Search the data for the string "written", and report each line where it is found.

=== Section Start ===

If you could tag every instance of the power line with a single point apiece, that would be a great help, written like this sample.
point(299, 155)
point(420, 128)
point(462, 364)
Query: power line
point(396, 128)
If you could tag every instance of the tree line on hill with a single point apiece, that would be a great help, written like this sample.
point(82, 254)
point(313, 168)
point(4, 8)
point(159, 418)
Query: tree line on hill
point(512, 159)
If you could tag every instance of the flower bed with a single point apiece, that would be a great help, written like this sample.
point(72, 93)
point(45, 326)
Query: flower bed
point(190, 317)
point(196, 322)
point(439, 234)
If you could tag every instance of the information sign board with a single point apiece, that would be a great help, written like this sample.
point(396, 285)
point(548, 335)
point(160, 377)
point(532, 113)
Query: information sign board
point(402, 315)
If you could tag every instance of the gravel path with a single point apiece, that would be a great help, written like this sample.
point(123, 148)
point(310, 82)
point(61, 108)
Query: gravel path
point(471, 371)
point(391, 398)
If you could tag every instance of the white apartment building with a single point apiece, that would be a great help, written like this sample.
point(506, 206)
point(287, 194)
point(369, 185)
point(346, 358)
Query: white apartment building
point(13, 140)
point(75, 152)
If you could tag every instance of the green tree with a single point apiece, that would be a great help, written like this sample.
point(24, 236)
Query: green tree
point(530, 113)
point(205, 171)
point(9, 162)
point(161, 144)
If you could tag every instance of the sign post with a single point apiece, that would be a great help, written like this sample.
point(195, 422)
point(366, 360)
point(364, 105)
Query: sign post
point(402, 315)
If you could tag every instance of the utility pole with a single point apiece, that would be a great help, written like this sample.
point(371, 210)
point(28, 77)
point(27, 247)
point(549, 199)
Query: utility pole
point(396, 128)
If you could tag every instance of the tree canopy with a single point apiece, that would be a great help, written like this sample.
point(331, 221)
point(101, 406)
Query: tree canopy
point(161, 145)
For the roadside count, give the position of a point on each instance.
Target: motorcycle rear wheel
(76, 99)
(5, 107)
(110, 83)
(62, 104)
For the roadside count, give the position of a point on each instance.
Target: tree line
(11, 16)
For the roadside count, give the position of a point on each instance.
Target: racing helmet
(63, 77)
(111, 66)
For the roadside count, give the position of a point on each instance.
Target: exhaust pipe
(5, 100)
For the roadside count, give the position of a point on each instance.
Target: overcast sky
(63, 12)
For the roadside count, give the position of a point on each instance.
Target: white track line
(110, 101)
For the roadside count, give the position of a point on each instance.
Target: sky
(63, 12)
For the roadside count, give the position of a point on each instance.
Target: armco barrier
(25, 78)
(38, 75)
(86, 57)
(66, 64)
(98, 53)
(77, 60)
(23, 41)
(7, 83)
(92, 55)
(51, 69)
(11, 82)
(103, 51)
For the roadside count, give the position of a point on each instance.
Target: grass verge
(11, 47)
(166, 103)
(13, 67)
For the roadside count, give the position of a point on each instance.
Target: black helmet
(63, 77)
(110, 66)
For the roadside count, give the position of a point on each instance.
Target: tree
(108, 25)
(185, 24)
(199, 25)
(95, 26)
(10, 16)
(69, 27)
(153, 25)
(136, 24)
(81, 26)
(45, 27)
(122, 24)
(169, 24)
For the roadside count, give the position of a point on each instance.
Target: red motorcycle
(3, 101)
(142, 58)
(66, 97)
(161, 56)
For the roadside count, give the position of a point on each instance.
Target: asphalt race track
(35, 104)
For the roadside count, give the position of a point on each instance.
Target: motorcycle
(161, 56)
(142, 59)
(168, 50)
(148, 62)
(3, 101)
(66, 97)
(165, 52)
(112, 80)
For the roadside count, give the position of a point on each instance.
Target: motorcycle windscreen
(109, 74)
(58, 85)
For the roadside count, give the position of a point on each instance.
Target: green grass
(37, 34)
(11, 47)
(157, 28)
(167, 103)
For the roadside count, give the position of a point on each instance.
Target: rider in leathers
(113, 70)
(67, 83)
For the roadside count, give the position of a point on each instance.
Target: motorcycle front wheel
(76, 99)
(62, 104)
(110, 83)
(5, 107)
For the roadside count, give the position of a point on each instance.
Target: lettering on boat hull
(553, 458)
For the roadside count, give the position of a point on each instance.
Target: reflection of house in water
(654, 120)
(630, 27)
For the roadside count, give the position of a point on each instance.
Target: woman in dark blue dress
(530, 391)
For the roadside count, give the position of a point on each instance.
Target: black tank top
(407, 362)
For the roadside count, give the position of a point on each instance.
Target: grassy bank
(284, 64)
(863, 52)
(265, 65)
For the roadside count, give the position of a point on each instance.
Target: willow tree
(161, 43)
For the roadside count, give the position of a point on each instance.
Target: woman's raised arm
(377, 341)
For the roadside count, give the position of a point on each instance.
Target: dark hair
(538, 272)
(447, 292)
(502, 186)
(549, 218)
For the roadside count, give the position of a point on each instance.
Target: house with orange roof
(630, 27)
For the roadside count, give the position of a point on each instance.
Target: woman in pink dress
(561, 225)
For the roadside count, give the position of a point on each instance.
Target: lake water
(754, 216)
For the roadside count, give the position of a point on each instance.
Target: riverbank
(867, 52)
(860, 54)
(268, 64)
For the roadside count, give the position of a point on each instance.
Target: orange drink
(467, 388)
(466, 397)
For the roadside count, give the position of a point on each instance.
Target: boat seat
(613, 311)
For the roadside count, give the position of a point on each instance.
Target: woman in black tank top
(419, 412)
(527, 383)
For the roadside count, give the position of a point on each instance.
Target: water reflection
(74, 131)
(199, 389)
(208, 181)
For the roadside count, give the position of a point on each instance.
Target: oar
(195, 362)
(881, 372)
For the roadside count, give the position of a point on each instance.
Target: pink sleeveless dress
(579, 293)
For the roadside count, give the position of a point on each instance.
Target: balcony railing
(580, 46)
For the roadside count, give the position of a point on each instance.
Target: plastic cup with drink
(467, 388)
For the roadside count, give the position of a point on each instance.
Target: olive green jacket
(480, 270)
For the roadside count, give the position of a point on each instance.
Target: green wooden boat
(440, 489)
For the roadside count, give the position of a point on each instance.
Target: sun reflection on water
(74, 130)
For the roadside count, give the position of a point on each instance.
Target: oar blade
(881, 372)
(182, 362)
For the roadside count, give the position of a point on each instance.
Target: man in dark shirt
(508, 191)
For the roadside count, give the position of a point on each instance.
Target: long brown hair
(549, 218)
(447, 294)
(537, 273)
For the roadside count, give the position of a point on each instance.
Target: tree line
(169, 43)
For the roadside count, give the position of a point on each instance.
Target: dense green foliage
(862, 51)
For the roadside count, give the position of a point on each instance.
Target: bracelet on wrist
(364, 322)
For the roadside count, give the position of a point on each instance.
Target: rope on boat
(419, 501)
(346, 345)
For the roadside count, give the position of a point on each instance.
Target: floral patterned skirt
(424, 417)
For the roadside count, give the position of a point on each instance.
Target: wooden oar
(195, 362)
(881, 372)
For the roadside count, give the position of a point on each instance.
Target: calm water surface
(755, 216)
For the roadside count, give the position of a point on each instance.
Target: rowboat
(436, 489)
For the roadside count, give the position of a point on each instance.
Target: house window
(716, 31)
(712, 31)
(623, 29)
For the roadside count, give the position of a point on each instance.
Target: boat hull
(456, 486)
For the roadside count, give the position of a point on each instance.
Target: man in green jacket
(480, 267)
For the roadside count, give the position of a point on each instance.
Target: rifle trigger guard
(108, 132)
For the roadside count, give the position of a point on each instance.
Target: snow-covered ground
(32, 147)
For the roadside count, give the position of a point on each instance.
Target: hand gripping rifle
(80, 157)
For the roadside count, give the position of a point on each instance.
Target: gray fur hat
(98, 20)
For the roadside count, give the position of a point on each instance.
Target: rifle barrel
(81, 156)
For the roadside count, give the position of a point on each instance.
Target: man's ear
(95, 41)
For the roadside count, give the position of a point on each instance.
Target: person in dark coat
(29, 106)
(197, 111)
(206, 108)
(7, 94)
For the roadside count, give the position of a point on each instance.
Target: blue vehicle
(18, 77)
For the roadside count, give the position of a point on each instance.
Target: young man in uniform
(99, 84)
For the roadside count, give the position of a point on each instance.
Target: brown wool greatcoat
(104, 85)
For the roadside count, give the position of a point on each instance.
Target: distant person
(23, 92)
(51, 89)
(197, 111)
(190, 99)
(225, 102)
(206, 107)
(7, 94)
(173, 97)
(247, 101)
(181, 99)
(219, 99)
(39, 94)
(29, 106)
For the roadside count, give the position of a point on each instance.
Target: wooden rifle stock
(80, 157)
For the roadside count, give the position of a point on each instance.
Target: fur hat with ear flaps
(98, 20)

=== Section End ===

PROBLEM SOLUTION.
If you could tag every instance of the power line with a single point apiece, that would be a great help, written like this sample.
If you could tag every instance of the tree line on hill with a single point apiece, that would be a great help, written like this sample.
If you could tag every instance of the flower bed with a single point apiece, that would be a great help, written like this sample.
If you could tag every instance of the information sign board with a single point apiece, that would be a great help, written like this sample.
If you could tag every instance of the gravel path with a single point apiece, that would be a great help, written like this sample.
If you could tag every instance of the white apartment building with a single point apiece, that would be a great help, written like this sample.
If you could tag every instance of the green tree with a single point apiece, that would be a great help, written like this sample.
If you could tag every instance of the sign post with a single point apiece, that would be a great help, written like this sample.
If you could tag every instance of the utility pole with a single point apiece, that would be a great help, written like this sample.
If you could tag every instance of the tree canopy with a single point apiece, that would be a great help, written like this sample.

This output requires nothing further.